◆ **What needs to be done**: Copy out the records below without any changes, from the line with "Please trace the outline of every instance of the eye." up to and including the line with "179 125 L 186", and nothing else.
# # # # #
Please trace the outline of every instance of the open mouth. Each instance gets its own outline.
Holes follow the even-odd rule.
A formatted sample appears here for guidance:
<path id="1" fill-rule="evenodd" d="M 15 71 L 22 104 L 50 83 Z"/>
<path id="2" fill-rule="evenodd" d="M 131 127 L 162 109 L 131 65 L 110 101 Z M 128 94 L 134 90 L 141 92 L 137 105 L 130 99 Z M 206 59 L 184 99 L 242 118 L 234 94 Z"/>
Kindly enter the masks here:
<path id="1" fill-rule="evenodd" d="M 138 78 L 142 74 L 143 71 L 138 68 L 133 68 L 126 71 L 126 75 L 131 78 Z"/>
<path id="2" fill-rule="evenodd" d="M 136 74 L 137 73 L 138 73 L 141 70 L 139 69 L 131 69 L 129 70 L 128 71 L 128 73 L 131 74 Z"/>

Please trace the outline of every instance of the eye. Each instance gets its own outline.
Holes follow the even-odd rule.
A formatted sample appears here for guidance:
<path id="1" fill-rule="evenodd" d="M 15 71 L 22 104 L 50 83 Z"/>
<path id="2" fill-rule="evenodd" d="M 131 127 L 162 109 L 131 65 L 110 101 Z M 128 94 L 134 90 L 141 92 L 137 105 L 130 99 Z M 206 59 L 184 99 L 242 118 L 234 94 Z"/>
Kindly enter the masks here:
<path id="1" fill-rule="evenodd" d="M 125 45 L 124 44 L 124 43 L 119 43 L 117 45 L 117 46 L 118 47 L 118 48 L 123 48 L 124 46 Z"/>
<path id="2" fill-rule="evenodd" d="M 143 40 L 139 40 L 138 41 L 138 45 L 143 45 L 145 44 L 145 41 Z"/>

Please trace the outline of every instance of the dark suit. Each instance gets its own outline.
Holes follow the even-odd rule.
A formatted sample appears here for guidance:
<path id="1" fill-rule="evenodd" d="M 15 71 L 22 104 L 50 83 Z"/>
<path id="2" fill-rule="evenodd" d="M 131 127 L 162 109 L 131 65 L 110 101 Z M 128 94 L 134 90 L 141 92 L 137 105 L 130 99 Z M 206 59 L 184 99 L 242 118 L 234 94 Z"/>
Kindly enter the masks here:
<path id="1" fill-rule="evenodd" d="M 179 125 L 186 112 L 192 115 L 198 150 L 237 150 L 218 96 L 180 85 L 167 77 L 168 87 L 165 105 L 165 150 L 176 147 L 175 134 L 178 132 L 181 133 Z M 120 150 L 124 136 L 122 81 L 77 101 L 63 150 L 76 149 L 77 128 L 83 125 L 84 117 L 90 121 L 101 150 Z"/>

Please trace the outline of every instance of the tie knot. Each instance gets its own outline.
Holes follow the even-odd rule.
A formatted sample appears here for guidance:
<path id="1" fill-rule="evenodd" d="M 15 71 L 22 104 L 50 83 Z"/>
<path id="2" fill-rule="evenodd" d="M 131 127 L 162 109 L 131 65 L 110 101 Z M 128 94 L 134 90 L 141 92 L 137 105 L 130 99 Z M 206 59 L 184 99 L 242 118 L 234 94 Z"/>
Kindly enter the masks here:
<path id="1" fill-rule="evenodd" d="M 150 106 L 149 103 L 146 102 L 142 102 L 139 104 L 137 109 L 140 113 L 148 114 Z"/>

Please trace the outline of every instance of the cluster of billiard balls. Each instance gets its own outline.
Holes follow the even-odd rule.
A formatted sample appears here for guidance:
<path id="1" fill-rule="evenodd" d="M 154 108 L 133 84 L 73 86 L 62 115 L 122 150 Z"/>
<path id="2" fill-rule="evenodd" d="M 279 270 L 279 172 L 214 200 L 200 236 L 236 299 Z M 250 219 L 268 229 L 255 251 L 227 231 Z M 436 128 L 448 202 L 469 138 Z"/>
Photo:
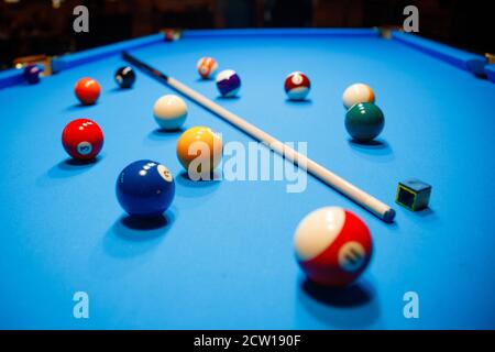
# # # # #
◆ **Expected answer**:
Please trace the outline of every instance of the eye. Each instance gets its own outline.
Holes follow the even-odd rule.
A formatted sample appears here for guidance:
<path id="1" fill-rule="evenodd" d="M 15 71 L 22 104 L 50 83 Z"/>
<path id="2" fill-rule="evenodd" d="M 131 127 L 162 109 L 131 65 L 110 101 Z M 128 94 L 134 90 L 141 92 L 137 105 L 130 99 Z M 206 59 L 184 99 L 242 118 L 234 94 Z"/>
Kindly enter the masks here:
<path id="1" fill-rule="evenodd" d="M 125 45 L 124 44 L 124 43 L 119 43 L 117 45 L 117 46 L 118 47 L 118 48 L 123 48 L 124 46 Z"/>
<path id="2" fill-rule="evenodd" d="M 143 40 L 139 40 L 138 41 L 138 45 L 143 45 L 145 44 L 145 41 Z"/>

Please trace the outline of every instance of the dark suit. Each instance gets its own outline.
Holes follow the even-odd rule.
A formatted sample appears here for guidance:
<path id="1" fill-rule="evenodd" d="M 15 71 L 22 104 L 50 83 Z"/>
<path id="2" fill-rule="evenodd" d="M 131 127 L 162 109 L 131 65 L 110 101 Z M 128 94 L 134 90 L 141 92 L 137 105 L 130 99 Z M 206 59 L 184 99 L 242 118 L 234 94 Z"/>
Kindly enter the masks here:
<path id="1" fill-rule="evenodd" d="M 179 125 L 186 112 L 192 115 L 198 150 L 237 150 L 218 96 L 180 85 L 167 77 L 168 87 L 165 105 L 165 150 L 176 147 L 175 134 L 178 132 L 181 133 Z M 120 150 L 124 136 L 122 81 L 77 101 L 63 150 L 76 149 L 77 128 L 83 125 L 84 117 L 90 121 L 101 150 Z"/>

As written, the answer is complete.